▶ What the exercise asks
Copy everything from "[4] Posted by" down to "one for a bit." in the Anglican Church discussion, switching "head" to "hands".

▶ Extract provided
□ □ □ □ □ □ □

God doesn’t want Anglicanism to flush itself down the toilet - but, he’s willing to let it happen, just as he allowed Israel to fall into apostasy more than once.
It’s the devil who wants Christianity to be destroyed.
[4] Posted by Ralph on 7-26-2012 at 04:51 PM · [top]
If I stand on my head, will I be able to read my comment in the right order? But hey, at least I will be able to be commenter number one for a bit.
I am not sure that God has finished with the Anglican Church just yet, but we definitely have a problem. Thank God for Bishop Mouneer. Some clever minds in the English, and Welsh bureaucracies have gone to considerable lengths to try to fix the appointment of the next Archbishop of Canterbury.
What the English and Welsh establishment have not taken on board is that a large chunk of the liberal overseas church does not care who the Archbishop is because they don’t believe in us as anything other than a disconnected set of churches, where they can do whatever they want. At the other end a large chunk, perhaps the bulk have had it up to the neck with the scheming, dishonesty and manipulation which has marked the current incumbent and don’t think Canterbury can be trusted with any role in the future.

□ □ □ □ □ □ □

Image box annotation records
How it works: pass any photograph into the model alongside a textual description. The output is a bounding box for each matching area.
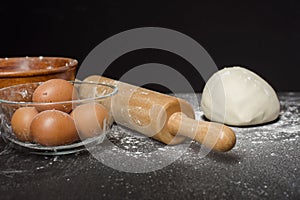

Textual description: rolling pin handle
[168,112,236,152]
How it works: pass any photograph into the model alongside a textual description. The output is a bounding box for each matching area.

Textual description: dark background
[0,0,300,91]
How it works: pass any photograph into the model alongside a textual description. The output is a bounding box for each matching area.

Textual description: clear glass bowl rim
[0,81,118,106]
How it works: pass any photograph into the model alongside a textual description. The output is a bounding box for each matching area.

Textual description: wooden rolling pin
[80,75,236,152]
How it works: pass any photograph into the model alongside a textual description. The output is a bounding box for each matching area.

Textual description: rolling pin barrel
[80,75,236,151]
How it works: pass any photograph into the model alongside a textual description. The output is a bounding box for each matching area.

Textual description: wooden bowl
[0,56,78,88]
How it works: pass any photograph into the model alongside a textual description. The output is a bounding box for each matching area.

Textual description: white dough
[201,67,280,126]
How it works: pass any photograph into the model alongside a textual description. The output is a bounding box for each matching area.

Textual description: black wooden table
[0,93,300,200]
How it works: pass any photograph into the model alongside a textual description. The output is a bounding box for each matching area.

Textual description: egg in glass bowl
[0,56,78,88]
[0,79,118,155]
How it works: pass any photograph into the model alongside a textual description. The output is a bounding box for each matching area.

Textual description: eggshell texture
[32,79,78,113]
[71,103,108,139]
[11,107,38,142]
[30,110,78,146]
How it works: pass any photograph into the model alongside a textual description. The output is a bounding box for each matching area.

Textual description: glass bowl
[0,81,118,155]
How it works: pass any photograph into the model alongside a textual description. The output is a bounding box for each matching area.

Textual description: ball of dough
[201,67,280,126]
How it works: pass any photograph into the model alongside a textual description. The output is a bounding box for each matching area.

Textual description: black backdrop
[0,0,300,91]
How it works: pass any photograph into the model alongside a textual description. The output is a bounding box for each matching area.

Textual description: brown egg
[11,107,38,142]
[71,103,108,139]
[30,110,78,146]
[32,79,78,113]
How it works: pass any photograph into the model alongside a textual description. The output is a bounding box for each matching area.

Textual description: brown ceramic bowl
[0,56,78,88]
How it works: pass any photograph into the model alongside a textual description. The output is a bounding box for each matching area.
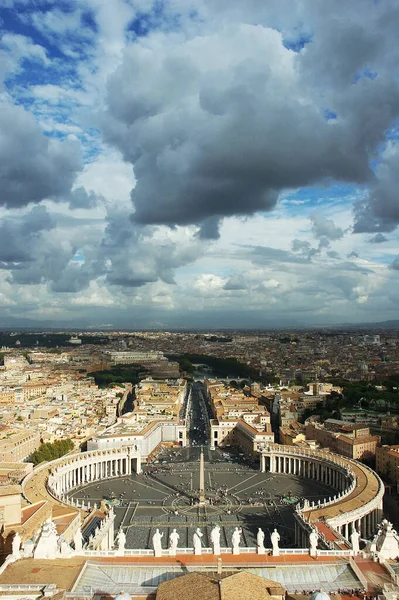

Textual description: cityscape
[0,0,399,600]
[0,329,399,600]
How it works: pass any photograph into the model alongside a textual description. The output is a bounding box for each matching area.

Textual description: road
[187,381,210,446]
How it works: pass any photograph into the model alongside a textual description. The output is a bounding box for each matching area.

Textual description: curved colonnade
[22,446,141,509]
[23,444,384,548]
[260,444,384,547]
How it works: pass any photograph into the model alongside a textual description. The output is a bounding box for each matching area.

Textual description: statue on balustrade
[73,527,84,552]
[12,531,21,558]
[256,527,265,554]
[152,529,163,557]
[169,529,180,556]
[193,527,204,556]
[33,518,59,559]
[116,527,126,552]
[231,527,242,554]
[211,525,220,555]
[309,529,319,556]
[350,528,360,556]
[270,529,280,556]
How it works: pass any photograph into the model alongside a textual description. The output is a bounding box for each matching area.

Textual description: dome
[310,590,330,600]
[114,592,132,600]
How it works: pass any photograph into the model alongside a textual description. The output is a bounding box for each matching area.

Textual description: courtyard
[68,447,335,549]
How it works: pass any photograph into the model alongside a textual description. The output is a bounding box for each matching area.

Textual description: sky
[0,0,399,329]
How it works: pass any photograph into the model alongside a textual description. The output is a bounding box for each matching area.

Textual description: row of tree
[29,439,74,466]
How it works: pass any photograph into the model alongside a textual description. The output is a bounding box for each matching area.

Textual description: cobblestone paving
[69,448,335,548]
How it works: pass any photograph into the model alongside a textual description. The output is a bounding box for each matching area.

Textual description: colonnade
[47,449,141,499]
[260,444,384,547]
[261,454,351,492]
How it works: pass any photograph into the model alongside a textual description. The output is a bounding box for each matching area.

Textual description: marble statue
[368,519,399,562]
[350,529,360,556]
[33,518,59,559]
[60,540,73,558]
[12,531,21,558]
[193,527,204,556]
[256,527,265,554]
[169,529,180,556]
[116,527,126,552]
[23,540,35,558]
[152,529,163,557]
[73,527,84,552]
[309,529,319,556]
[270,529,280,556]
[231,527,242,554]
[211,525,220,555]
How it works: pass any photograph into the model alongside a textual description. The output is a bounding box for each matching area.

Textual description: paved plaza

□ □ □ □ □ □ □

▶ Answer in full
[4] Posted by Ralph on 7-26-2012 at 04:51 PM · [top]
If I stand on my hands, will I be able to read my comment in the right order? But hey, at least I will be able to be commenter number one for a bit.